▶ [Selection]:
-----
WASHINGTON — A Russian hacking cartel carried out an extraordinary cyberattack against the government of Costa Rica, crippling tax collection and export systems for more than a month so far and forcing the country to declare a state of emergency.
The ransomware gang Conti, which is based in Russia, claimed credit for the attack, which began on April 12, and has threatened to leak the stolen information unless it is paid $20 million. Experts who track Conti’s movements said the group had recently begun to shift its focus from the United States and Europe to countries in Central and South America, perhaps to retaliate against nations that have supported Ukraine.
Some experts also believe Conti feared a crackdown by the United States and was seeking fresh targets, regardless of politics. The group is responsible for more than 1,000 ransomware attacks worldwide that have led to earnings of more than $150 million, according to estimates from the Federal Bureau of Investigation.
“The ransomware cartels figured out multinationals in the U.S. and Western Europe are less likely to blink if they need to pay some ungodly sum in order to get their business running,” said Juan Andres Guerrero-Saade, a principal threat researcher at SentinelOne. “But at some point, you are going to tap out that space.”
-----
[Point annotations on photos]

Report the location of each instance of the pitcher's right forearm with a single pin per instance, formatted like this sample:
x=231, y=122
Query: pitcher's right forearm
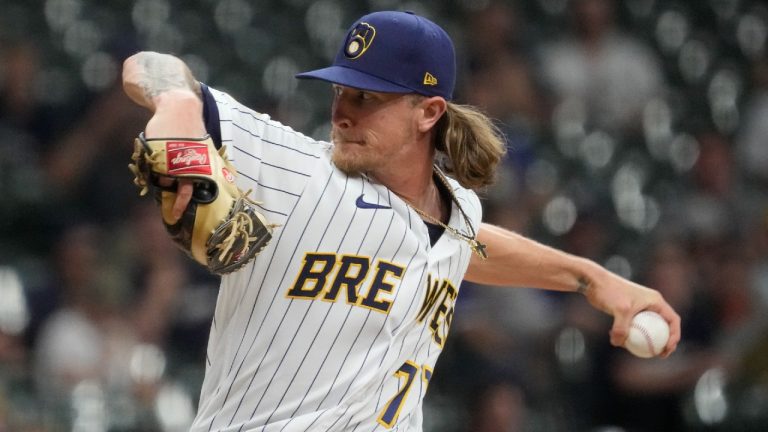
x=164, y=84
x=148, y=76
-----
▶ [Things to do]:
1: Answer these questions using the Costa Rica cyberattack article:
(a) On what date did the attack begin?
(b) How much money has Conti demanded to keep the stolen information from being leaked?
(c) What position does Juan Andres Guerrero-Saade hold, and at what company?
2: Please duplicate the passage of the Costa Rica cyberattack article between "Some experts also" and "Bureau of Investigation.", inclusive.
The records are separate material, unconnected to the Costa Rica cyberattack article.

▶ [Answers for the tasks]:
1:
(a) April 12
(b) $20 million
(c) Principal threat researcher at SentinelOne

2:
Some experts also believe Conti feared a crackdown by the United States and was seeking fresh targets, regardless of politics. The group is responsible for more than 1,000 ransomware attacks worldwide that have led to earnings of more than $150 million, according to estimates from the Federal Bureau of Investigation.